[Some records]
◇ ◇ ◇

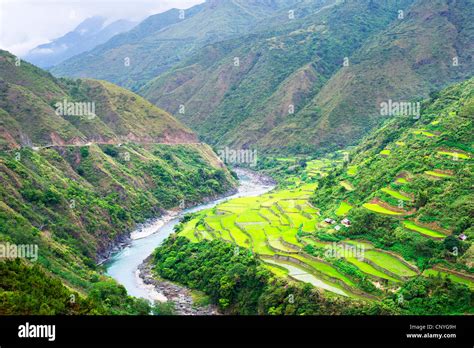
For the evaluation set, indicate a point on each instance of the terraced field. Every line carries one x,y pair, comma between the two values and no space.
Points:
278,225
423,230
454,277
380,209
290,235
396,194
343,209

◇ ◇ ◇

- DO THIS -
Please present every line of the records above as a numbered list, skipping blank lines and leaving out the pictures.

- SOLUTION TO THE PROBLEM -
1. For the evaluation set, indicate a point on each instance of the terraced field. Every line carries one x,y pair, comma between the two values and no space.
2. Points:
3. 278,225
4. 423,230
5. 454,277
6. 380,209
7. 290,235
8. 396,194
9. 343,209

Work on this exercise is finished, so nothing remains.